= What to work on =
Wherever a picture appears in the data below, omit it, and restate everything else word for word.

*** Source records ***

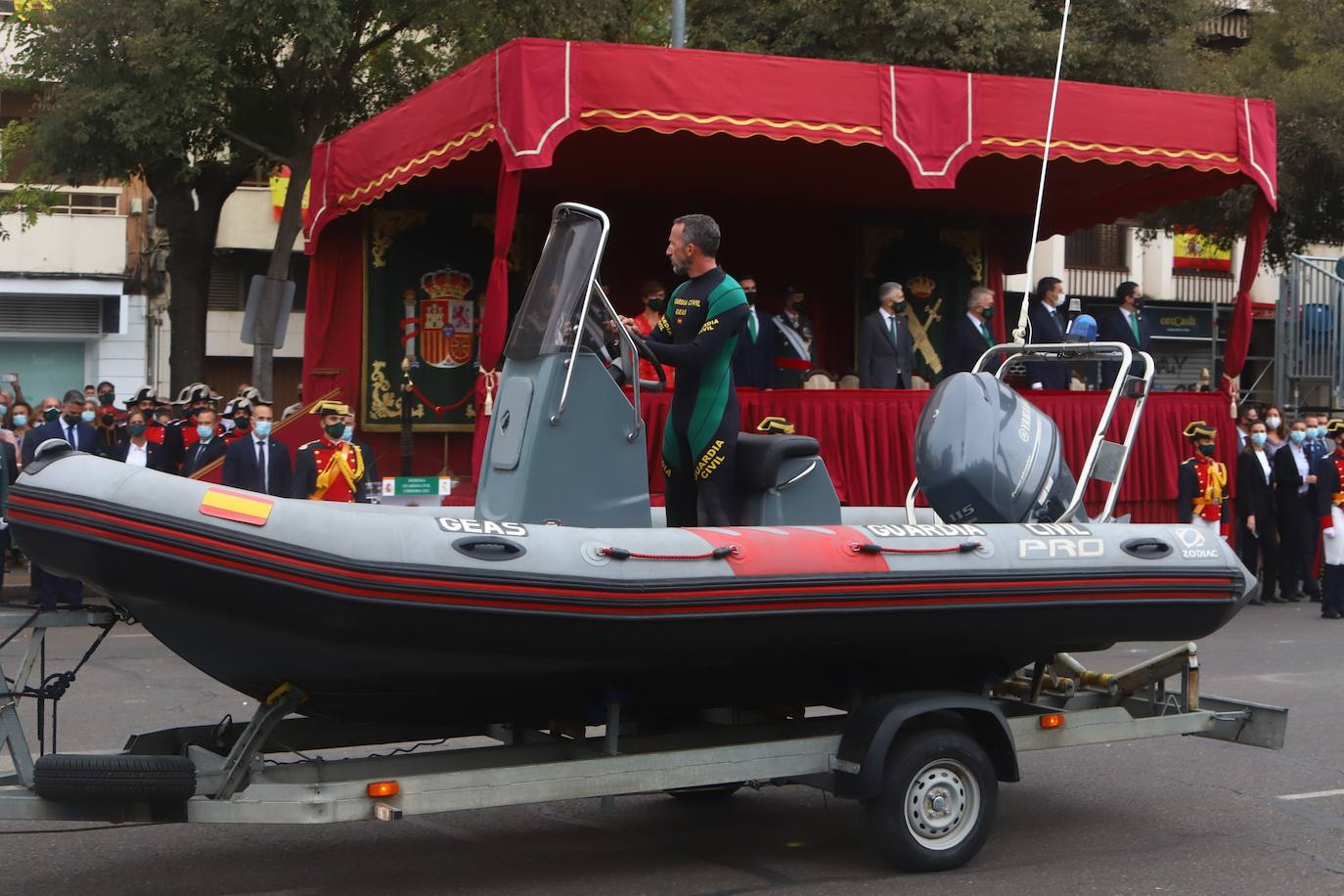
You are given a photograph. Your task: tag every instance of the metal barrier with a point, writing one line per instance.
(1311, 320)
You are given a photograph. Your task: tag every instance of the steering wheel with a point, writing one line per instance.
(643, 349)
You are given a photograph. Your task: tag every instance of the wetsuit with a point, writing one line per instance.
(697, 336)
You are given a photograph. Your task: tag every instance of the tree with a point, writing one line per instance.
(128, 89)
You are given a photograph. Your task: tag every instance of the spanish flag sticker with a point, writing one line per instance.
(240, 508)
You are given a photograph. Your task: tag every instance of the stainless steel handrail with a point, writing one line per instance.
(588, 294)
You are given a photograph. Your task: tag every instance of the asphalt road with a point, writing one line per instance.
(1176, 816)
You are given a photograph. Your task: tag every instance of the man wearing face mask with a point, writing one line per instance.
(753, 359)
(1048, 326)
(65, 424)
(1329, 507)
(208, 445)
(1127, 326)
(970, 335)
(1202, 484)
(886, 347)
(257, 461)
(1294, 495)
(330, 468)
(796, 351)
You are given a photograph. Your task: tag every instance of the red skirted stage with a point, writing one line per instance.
(867, 438)
(813, 168)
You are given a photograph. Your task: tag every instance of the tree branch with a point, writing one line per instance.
(255, 147)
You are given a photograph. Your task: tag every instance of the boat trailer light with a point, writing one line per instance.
(381, 788)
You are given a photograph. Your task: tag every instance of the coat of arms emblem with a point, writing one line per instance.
(444, 328)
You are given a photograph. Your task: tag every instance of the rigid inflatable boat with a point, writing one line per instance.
(562, 590)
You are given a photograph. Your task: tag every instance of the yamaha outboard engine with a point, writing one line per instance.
(985, 454)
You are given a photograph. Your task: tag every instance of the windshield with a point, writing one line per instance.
(549, 320)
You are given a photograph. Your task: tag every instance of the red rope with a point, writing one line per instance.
(441, 409)
(965, 547)
(717, 554)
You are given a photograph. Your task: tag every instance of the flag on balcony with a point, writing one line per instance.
(280, 186)
(1196, 251)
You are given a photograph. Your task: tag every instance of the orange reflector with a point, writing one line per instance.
(381, 788)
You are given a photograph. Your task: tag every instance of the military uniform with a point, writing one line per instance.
(328, 469)
(1202, 488)
(1329, 506)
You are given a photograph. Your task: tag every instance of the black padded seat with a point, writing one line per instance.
(759, 458)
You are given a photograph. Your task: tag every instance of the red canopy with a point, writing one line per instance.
(530, 96)
(613, 119)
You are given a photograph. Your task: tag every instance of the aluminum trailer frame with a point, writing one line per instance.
(1055, 704)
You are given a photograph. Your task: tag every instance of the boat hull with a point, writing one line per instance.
(374, 614)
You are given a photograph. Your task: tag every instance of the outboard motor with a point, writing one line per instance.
(985, 454)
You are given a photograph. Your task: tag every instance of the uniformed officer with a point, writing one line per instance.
(697, 336)
(1329, 504)
(1202, 484)
(330, 468)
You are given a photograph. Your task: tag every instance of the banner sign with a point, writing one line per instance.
(425, 280)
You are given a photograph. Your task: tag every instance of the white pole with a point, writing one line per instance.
(1019, 335)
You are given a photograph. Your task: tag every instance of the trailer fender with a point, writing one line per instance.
(876, 723)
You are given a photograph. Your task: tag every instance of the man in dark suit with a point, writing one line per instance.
(970, 334)
(1127, 326)
(257, 461)
(886, 347)
(67, 427)
(753, 359)
(208, 446)
(1048, 326)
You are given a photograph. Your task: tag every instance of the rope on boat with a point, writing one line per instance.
(717, 554)
(965, 547)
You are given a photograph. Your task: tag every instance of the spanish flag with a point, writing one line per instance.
(251, 510)
(280, 186)
(1196, 251)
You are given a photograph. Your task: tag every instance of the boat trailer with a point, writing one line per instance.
(938, 754)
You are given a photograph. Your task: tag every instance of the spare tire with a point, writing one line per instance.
(125, 778)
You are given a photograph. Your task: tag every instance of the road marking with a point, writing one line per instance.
(1315, 794)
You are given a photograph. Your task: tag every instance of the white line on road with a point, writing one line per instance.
(1315, 794)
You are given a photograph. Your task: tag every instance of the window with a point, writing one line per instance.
(1102, 247)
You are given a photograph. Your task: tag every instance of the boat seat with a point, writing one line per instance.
(759, 458)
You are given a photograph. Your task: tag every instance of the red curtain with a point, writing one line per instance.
(1239, 334)
(867, 438)
(495, 319)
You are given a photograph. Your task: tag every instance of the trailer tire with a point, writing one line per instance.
(155, 780)
(707, 794)
(937, 803)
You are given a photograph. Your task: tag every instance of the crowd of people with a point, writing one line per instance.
(1286, 524)
(180, 437)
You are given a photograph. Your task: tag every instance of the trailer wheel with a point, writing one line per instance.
(707, 794)
(157, 780)
(937, 802)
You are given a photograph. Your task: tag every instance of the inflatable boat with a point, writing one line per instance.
(563, 591)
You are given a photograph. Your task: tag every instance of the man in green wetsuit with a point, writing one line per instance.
(696, 336)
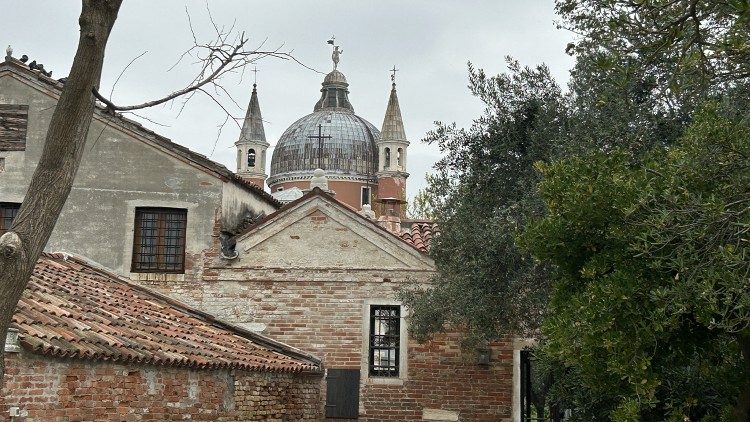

*** End of Source records ***

= Reply to the exercise =
You are given a photograph. Your task: tag every instance of the metal barrier with a point, writing one line per instance.
(1311, 320)
You are given a photograph. Your task: tag every instance of the steering wheel with a point, writing one line per instance.
(643, 349)
You are given a photograph. Your task: tag every instance of the wetsuit with a point, writing one line per instance.
(697, 336)
You are given a photograph. Your task: tag every instance of the tree with a point, writing one line per instance.
(128, 89)
You are given a photograph. Your task: tag every instance of the spanish flag sticker with a point, writing one line per instance.
(240, 508)
You are given a photograph. Your task: tag every instance of the stainless steel handrail with a point, writing one line per instance.
(588, 294)
You are given a photograph. Your task: tag every instance of the asphalt road with a point, writing one line per instance.
(1176, 816)
You are given a photograph. Your task: tag every instance of the man wearing face mask with a point, writing one line per instance.
(753, 359)
(1048, 326)
(65, 424)
(1329, 507)
(208, 445)
(1127, 326)
(970, 335)
(1202, 484)
(886, 347)
(257, 461)
(1294, 495)
(330, 468)
(796, 351)
You are given a photograph. Your task: tag every instance of the red skirted stage with a point, writing one line per instance.
(867, 438)
(813, 168)
You are given a photograph. Your task: tag every instance of the tree branch with a point, writing one line per instance.
(255, 147)
You are given a photograph. Your task: tag every instance of the boat trailer light with a point, writing one line per instance.
(381, 788)
You are given a photograph. Your task: tag every instance of the coat of arms emblem with a point, writing one line per instance.
(444, 328)
You are given a photograph. Your task: tag every instance of the rigid inflatable boat with a point, writing one line per instance.
(562, 590)
You are given a photograph. Your task: tag every instance of the yamaha outboard engine with a point, writing one line per instance.
(985, 454)
You are given a photograph. Your task: tag every instance of the windshield with a point, writing one line per instance.
(549, 320)
You are given a photograph. Your task: tag every instance of the red rope with a point, writing one line per instance.
(441, 409)
(965, 547)
(717, 554)
You are given a photograph. Your task: tag every instance of the flag on balcony with a point, writing one line per instance.
(280, 186)
(1196, 251)
You are given a photograph. Your task: tag every instance of the orange reflector with a point, writing one line per instance.
(381, 788)
You are given a photograph. Your task: tag every instance of the military uniform with a point, writing one line per instance.
(328, 469)
(1202, 488)
(1329, 506)
You are given a photograph. Your task: tag every instance of the black padded seat with a point, writing one line per instance.
(759, 458)
You are given a photograph. Your task: tag every instance of the red canopy with a point, writing one line per instance.
(530, 96)
(613, 119)
You are given a photograph. Your task: tag every instance of the aluminum trailer frame with a point, writing one line per instance.
(1055, 704)
You are given a photograph. Your task: tag every instance of the boat hull with a point, writing one line per instance.
(374, 614)
You are given a photograph. Your task: tag every instance of the outboard motor with a point, writing one line per instance.
(985, 454)
You are given a photograph. Your task: tag every instance of the uniformed officer with a point, writing one line per instance.
(697, 336)
(1329, 504)
(1202, 484)
(330, 468)
You are given a photograph. Your task: tag every instance of the banner sign with a point, writing one line per instance.
(425, 280)
You are given a photograph. Your task: tag every instance of the white pole with a point, writing one line per instance.
(1019, 335)
You are given a photograph. Your task: tag every instance of the trailer fender with a point, writing one line per instance.
(876, 723)
You are given a photograph. Your task: tag every instance of the man in dark suit with a point, writing one line per instance.
(970, 334)
(1127, 326)
(257, 461)
(886, 347)
(67, 427)
(753, 359)
(208, 446)
(1048, 326)
You are given a photograph. Your task: tag every instance of the rope on boat with a point, writing one line per instance.
(717, 554)
(965, 547)
You are given a photograph. Your task: tag every instance of the spanish flag with a point, writing one line per instance.
(251, 510)
(280, 186)
(1196, 251)
You are given a photograph. Your task: tag every instance of the boat trailer with a point, writing one line per instance.
(938, 754)
You are given a photograph. Your task: tag every instance of the spare tire with a point, writing one line per instance.
(125, 778)
You are given a photograph. Your task: tag every instance of the road marking with a point, writing one line per instance.
(1315, 794)
You are given a photograph. Your task: tag every instance of the white line on road with a point, writing one line per instance.
(1315, 794)
You are given a photograph. Your task: tag every instance of the window with a point, writing one line per instance.
(1102, 247)
You are given a photograph. Your task: tag every instance of the boat seat with a point, writing one line per instance.
(759, 458)
You are given a photograph. Your task: tag every instance of the red curtain with a point, writing one line per instance.
(1239, 334)
(867, 438)
(495, 319)
You are given a photograph. Your task: tag every instance of the trailer tire with a point, writing one line per instance.
(155, 780)
(707, 794)
(937, 803)
You are given a photograph. Your task: tag every instance of the crowd of people with a point, writing one line per instance.
(1286, 524)
(180, 437)
You are given a photograph. Your task: tag every instance of the trailer wheel with a point, writing one line per instance.
(707, 794)
(157, 780)
(937, 802)
You are given a photograph. Your task: tag every instance of the inflatable boat with a point, writing one line per instance.
(563, 591)
You are given a photograph. Your task: tag every instance of the man in green wetsuit with a point, writing one line per instance.
(696, 336)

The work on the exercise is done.